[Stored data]
......
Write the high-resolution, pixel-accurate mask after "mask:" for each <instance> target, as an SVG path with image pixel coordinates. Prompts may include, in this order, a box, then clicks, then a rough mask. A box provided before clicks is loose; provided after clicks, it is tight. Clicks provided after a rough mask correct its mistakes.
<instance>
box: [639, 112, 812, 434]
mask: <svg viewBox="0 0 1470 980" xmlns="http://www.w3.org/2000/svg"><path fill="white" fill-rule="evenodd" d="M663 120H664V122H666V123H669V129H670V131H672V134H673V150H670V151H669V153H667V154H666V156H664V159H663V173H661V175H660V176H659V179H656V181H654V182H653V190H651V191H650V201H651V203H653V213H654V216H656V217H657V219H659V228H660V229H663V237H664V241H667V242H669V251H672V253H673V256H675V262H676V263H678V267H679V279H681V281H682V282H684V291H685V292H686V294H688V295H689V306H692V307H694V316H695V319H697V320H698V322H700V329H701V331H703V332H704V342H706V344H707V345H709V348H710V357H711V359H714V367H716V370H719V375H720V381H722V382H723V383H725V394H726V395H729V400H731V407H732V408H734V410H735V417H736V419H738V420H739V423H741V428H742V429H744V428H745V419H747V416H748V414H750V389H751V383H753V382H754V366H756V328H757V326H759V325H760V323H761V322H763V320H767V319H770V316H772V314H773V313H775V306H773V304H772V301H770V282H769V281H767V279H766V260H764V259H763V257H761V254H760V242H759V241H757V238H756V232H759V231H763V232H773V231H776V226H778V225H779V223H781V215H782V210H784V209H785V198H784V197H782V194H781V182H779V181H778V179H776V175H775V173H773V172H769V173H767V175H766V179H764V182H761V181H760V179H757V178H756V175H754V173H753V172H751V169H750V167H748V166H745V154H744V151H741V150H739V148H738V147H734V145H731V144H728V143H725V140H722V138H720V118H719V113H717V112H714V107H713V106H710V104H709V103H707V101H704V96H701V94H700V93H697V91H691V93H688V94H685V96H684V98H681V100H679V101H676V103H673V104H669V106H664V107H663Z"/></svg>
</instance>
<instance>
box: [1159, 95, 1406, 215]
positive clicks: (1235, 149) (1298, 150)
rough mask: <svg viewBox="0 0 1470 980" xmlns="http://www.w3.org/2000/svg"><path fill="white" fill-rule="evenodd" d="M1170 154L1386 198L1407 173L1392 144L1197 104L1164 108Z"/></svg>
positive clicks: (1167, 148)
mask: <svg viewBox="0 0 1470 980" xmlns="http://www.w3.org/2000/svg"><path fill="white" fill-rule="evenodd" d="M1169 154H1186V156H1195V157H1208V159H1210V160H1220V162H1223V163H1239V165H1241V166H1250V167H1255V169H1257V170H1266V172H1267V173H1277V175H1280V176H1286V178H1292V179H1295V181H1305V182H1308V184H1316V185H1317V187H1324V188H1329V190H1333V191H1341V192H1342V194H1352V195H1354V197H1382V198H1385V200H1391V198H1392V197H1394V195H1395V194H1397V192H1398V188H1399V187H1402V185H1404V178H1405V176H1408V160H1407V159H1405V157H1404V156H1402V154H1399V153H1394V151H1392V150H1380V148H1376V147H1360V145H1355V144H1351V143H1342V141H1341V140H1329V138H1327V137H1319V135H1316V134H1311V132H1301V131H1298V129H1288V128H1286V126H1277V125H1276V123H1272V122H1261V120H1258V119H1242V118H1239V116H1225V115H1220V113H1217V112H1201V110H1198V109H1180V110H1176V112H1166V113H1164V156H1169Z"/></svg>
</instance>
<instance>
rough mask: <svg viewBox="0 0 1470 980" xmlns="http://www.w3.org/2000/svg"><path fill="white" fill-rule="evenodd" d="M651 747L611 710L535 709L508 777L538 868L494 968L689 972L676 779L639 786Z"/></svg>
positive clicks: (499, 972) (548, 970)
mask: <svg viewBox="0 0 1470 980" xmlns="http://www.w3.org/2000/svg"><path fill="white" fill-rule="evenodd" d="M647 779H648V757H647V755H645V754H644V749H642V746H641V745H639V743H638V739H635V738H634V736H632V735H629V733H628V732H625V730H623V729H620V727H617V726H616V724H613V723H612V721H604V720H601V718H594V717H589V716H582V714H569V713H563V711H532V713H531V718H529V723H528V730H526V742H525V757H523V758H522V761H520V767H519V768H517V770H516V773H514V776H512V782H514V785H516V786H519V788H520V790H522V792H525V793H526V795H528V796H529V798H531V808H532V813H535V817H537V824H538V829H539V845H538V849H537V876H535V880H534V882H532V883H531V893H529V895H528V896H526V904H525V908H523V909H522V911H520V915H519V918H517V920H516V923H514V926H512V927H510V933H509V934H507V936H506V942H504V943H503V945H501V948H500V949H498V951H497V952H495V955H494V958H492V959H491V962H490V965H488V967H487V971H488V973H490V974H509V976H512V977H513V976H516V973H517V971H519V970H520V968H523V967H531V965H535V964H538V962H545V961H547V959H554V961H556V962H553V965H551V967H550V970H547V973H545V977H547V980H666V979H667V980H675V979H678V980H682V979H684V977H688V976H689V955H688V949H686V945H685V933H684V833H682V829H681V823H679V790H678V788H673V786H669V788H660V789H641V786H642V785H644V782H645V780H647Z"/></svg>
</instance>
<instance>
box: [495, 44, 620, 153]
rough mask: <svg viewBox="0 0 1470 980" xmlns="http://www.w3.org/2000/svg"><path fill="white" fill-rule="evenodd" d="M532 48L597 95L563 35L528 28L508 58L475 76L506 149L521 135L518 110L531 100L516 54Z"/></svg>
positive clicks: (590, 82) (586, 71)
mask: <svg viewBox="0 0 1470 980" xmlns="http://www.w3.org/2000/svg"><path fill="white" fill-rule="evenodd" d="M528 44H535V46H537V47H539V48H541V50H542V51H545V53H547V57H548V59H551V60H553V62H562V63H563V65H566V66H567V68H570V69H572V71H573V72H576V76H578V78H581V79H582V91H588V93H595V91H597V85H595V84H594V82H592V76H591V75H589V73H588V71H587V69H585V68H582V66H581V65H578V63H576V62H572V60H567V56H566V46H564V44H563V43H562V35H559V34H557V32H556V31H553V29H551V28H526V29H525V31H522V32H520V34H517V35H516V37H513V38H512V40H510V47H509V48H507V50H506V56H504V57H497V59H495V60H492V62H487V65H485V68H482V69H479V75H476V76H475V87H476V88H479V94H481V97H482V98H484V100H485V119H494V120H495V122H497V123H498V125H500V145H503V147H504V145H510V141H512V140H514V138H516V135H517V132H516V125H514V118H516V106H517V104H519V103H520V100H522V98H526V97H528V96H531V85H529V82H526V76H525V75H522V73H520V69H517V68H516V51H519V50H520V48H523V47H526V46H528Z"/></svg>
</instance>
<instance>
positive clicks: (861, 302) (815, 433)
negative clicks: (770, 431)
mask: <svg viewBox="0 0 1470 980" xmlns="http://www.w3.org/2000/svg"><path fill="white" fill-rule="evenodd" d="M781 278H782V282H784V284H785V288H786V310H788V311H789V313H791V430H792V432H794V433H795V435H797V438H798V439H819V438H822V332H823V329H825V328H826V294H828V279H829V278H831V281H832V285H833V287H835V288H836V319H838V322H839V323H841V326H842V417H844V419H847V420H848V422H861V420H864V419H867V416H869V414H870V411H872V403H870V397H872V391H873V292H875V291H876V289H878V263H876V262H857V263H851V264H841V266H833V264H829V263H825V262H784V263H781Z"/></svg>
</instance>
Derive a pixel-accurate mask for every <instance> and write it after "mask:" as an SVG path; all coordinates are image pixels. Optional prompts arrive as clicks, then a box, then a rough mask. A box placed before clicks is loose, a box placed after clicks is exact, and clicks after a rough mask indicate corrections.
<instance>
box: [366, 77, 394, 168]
......
→ WORK TASK
The number alone is wanted: how many lines of the records above include the string "pixel".

→ RESPONSE BOX
2